§ DIRECTIONS FOR THIS TASK: Copy out each line of the entries below in which the string "ordered" appears.

Segment Open

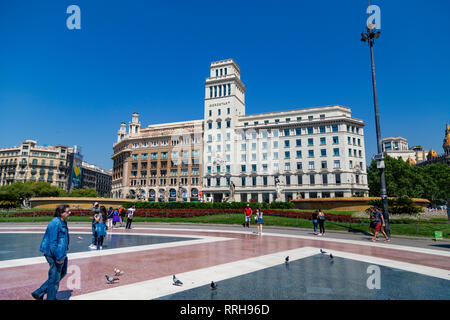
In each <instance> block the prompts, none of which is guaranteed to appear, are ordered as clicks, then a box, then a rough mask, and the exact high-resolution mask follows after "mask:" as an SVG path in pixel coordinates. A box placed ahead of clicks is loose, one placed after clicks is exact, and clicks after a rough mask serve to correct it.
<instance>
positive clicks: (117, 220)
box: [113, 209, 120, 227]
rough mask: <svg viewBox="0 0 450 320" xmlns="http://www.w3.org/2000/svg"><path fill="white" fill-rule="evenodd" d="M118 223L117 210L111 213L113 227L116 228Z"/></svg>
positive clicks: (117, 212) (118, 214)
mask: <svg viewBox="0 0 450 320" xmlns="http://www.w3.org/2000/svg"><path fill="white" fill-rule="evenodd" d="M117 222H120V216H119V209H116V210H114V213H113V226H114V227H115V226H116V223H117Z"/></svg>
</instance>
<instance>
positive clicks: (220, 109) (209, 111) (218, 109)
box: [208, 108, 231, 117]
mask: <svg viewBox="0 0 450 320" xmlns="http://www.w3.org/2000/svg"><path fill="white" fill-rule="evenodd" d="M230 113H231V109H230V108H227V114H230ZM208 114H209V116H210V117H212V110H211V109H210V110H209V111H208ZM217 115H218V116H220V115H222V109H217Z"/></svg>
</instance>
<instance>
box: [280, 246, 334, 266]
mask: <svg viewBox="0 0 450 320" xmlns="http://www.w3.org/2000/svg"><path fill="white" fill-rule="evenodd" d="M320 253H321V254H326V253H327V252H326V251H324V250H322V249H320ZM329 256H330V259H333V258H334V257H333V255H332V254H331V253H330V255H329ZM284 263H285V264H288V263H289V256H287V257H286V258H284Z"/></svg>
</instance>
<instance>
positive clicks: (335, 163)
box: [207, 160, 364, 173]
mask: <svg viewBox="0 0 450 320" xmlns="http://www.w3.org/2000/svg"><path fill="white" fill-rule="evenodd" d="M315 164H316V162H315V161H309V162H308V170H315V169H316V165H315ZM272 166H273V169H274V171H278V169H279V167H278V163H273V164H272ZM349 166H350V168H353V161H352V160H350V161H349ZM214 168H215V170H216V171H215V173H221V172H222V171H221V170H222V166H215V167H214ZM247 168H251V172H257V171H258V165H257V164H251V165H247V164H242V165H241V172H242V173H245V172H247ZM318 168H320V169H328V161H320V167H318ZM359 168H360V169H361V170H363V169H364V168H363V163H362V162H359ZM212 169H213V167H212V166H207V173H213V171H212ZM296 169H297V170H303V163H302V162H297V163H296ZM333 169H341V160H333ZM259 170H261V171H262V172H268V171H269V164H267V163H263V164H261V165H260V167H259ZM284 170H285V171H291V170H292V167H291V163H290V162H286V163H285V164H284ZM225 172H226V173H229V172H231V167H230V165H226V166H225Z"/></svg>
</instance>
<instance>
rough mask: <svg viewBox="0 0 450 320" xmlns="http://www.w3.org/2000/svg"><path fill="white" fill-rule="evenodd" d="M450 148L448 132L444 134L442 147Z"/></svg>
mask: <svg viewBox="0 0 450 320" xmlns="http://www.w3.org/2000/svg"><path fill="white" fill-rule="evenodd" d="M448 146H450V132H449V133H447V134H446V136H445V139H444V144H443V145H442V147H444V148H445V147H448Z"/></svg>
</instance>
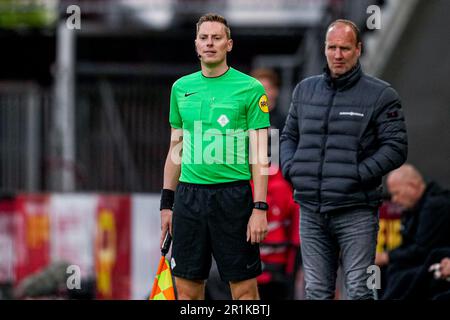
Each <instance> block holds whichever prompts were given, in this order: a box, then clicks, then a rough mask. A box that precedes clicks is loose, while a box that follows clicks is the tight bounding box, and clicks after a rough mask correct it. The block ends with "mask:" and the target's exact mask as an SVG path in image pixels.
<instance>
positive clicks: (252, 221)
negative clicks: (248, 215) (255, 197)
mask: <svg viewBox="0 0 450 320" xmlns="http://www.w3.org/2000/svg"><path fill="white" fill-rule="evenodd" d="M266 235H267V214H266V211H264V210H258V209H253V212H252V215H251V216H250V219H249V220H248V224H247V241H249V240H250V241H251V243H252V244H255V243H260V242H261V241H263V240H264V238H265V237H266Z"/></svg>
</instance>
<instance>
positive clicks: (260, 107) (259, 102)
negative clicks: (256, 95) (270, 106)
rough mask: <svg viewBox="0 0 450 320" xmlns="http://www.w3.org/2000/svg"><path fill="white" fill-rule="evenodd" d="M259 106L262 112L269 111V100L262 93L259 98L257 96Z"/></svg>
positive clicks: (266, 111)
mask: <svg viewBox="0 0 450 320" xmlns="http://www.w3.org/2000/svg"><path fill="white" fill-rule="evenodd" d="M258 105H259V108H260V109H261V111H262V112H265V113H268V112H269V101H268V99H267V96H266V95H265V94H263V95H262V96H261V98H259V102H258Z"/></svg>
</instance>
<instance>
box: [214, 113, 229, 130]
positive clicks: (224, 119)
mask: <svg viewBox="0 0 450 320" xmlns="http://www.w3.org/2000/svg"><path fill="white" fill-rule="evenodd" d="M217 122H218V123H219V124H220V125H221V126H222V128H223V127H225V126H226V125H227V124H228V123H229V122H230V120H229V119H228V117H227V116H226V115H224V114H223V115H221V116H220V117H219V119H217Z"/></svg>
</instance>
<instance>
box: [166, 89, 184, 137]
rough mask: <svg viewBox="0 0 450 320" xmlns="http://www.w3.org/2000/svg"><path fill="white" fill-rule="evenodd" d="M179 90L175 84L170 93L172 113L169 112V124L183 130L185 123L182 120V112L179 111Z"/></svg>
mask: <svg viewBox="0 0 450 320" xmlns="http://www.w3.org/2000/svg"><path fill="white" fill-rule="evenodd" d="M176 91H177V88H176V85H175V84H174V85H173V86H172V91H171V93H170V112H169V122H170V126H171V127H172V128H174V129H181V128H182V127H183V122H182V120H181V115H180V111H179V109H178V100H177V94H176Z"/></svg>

Segment Closed
Segment Open

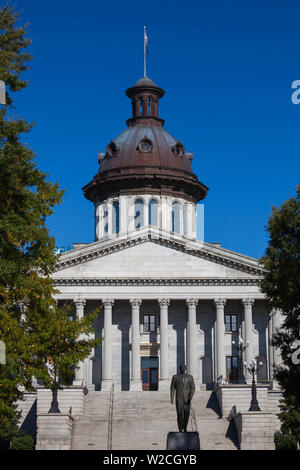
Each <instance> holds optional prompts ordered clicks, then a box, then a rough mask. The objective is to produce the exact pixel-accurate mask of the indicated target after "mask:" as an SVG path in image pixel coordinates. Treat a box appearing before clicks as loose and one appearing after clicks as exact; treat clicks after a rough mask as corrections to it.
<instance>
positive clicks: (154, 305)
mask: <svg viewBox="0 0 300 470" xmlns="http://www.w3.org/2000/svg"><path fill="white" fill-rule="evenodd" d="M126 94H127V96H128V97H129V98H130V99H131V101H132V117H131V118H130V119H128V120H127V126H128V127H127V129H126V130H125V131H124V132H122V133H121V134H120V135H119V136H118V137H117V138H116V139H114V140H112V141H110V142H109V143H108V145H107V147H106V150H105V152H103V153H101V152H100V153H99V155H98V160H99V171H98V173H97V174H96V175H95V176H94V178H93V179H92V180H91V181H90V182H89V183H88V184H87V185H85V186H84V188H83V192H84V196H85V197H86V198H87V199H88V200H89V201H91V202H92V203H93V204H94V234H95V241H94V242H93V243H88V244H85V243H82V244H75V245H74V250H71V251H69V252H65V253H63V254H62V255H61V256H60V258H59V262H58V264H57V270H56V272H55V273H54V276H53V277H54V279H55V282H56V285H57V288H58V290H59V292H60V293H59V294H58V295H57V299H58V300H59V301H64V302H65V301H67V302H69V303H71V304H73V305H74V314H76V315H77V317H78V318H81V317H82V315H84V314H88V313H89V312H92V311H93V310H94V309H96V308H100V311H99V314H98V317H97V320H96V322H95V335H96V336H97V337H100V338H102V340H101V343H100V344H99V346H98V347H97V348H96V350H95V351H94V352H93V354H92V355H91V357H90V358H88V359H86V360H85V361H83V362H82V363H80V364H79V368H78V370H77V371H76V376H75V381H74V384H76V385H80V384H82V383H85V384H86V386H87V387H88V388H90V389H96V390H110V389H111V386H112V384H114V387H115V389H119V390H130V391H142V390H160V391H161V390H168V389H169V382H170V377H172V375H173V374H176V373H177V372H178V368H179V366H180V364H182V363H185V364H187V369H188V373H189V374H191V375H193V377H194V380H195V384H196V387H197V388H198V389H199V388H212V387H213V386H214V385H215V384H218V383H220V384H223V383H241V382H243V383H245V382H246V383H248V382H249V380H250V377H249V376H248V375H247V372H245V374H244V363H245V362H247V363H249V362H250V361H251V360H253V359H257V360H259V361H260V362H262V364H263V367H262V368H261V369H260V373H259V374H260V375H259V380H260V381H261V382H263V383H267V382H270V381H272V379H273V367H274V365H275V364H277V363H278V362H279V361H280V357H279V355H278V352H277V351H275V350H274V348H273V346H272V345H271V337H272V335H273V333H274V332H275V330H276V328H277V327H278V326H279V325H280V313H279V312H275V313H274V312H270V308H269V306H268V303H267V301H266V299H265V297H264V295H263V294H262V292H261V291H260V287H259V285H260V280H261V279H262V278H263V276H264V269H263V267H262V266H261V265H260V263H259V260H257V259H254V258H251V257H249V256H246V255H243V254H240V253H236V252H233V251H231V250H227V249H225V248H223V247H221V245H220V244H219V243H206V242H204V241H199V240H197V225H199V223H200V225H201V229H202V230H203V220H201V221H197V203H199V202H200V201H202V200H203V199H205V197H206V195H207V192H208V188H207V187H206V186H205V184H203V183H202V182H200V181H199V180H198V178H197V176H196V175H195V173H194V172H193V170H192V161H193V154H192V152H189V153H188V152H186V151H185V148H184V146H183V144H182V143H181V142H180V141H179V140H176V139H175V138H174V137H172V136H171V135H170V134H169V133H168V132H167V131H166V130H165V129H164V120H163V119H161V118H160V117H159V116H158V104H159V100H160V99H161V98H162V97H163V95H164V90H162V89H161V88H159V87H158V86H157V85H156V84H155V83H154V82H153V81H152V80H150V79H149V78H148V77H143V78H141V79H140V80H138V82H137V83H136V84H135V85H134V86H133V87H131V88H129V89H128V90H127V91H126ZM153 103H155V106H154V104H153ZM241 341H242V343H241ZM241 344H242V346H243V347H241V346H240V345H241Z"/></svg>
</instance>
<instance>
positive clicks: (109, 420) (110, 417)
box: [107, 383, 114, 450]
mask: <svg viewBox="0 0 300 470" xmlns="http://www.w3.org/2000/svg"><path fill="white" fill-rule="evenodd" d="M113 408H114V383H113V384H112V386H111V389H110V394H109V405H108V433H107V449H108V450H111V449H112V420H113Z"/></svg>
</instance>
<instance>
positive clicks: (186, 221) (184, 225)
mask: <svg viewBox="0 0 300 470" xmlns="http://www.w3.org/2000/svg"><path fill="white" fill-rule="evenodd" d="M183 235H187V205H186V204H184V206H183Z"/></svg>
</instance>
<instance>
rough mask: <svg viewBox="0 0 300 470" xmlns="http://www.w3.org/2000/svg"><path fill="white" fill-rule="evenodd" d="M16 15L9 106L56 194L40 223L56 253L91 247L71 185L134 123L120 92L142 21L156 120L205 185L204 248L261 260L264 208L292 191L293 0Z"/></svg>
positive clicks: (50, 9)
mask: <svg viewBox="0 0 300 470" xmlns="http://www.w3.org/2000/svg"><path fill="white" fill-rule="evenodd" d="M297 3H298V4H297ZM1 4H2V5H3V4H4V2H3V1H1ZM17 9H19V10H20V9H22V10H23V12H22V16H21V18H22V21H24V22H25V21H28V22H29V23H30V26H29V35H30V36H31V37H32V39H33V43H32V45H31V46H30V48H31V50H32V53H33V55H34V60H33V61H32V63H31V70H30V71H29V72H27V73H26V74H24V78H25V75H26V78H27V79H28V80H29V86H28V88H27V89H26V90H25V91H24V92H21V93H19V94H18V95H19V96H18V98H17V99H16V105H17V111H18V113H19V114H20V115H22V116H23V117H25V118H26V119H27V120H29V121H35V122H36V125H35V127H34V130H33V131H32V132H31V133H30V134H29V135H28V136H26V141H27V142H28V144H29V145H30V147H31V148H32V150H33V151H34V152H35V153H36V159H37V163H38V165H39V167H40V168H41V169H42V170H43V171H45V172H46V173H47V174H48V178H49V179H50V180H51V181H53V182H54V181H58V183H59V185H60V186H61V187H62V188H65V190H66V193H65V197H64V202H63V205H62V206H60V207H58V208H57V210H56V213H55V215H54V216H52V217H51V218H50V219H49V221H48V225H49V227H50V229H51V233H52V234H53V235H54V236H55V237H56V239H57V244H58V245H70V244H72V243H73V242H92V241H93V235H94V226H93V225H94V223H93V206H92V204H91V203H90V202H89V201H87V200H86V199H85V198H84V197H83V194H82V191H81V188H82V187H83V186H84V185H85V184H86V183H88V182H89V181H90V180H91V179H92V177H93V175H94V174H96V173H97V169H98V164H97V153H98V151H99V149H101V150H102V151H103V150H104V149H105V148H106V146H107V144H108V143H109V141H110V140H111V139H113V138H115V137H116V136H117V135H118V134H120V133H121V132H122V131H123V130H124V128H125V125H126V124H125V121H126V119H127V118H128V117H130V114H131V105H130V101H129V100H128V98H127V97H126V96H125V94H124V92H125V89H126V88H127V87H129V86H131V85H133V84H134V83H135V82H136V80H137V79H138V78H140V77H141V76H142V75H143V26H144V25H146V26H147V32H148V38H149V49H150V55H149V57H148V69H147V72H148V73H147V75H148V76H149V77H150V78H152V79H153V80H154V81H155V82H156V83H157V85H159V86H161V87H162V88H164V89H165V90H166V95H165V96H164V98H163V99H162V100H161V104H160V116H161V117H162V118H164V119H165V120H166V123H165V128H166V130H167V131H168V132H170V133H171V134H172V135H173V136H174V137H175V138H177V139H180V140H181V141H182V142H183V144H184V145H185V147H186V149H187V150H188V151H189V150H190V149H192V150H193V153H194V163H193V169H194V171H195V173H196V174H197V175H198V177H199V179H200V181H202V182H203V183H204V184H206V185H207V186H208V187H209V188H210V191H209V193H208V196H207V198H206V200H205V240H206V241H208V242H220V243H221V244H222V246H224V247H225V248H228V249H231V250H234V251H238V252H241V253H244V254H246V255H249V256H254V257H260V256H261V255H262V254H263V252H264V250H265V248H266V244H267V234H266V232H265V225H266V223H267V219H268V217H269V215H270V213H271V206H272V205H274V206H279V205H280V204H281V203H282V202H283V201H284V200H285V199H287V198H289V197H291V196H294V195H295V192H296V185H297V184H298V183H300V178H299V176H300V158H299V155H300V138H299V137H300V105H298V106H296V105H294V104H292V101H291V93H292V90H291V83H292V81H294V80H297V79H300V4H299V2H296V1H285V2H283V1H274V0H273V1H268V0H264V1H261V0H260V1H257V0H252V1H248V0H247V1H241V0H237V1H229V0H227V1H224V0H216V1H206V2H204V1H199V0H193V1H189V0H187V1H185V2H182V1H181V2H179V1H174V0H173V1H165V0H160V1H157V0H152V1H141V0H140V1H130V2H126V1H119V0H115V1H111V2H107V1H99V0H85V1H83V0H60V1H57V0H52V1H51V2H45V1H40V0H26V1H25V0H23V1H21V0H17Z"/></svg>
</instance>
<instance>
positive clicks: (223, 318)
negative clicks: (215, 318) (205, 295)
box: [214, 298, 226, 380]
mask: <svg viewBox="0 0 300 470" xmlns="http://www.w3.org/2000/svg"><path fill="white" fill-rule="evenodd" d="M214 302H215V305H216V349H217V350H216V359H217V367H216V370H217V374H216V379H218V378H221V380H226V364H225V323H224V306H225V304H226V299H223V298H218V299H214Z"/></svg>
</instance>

Segment Closed

§ WRITTEN REPLY:
In each <instance> block the prompts, none of which is guaranteed to appear, are ordered as clicks, then a box, then a rough mask, and the exact high-resolution mask follows after "mask:" as an SVG path in pixel coordinates. A box placed ahead of clicks is loose, one placed after clicks is exact, and clicks after a rough mask serve to correct it.
Each <instance> holds optional prompts ordered clicks, then a box, then a rough mask. The objective is to produce the exact pixel-accurate mask of the indicated target after "mask:" as an SVG path in image pixel coordinates. Treat a box appearing before clicks as loose and one appearing after clicks as exact; treat clicks after a rough mask as corrections to it.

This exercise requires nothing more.